** Begin **

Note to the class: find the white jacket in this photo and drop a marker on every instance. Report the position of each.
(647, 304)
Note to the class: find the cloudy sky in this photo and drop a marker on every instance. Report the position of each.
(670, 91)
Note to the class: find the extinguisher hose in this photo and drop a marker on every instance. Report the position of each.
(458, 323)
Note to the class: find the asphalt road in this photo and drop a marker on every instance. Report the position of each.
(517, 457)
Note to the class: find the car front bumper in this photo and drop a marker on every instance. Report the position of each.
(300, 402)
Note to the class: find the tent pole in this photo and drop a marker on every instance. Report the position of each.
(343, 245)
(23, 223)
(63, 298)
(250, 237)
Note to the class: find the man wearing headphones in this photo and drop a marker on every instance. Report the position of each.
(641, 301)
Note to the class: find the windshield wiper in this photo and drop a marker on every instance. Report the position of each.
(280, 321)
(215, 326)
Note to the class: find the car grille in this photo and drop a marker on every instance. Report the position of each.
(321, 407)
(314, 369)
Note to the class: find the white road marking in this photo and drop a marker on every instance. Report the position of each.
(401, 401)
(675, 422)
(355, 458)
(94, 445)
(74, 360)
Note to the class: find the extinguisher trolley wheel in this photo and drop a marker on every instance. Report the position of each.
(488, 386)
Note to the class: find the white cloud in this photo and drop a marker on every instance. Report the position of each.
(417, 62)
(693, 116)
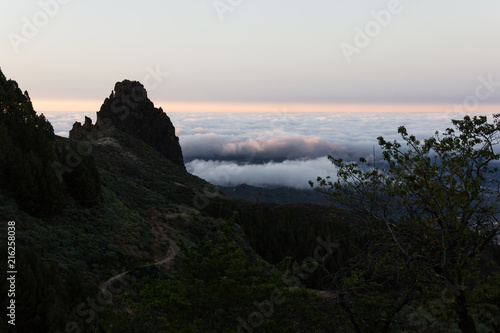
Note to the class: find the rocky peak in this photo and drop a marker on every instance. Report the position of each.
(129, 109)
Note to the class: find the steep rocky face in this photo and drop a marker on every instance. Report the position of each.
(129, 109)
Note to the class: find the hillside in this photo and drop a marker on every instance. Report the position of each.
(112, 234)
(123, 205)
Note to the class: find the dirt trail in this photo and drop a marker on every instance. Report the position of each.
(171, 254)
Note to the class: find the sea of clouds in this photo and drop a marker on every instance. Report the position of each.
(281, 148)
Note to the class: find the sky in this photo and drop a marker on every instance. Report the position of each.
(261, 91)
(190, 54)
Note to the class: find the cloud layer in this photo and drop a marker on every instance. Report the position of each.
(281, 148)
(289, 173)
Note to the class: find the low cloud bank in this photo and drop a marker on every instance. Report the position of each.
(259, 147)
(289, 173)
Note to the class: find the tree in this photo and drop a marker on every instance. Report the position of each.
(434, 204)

** End **
** Begin **

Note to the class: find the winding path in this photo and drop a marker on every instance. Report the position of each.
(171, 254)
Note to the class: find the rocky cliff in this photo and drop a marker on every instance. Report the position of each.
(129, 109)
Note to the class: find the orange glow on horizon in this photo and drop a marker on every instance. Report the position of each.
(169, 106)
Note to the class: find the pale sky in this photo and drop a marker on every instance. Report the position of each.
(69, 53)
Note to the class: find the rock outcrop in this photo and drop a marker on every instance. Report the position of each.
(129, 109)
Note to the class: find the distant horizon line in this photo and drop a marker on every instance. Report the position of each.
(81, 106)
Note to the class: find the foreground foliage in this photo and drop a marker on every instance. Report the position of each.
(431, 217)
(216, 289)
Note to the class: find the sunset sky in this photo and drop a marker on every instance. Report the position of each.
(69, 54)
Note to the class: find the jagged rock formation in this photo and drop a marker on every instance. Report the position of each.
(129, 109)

** End **

Return every line from the records above that contains the word "white".

§ Answer to the exercise
Note to the class: find the white jacket in this photo and drop a marker on every instance. Report the position of each.
Note to the class: find the white road marking in this photo and drop a marker on every instance. Report the position of each.
Note to the class: find the white cloud in this photo and drop a marker on every instance. Report the position of each.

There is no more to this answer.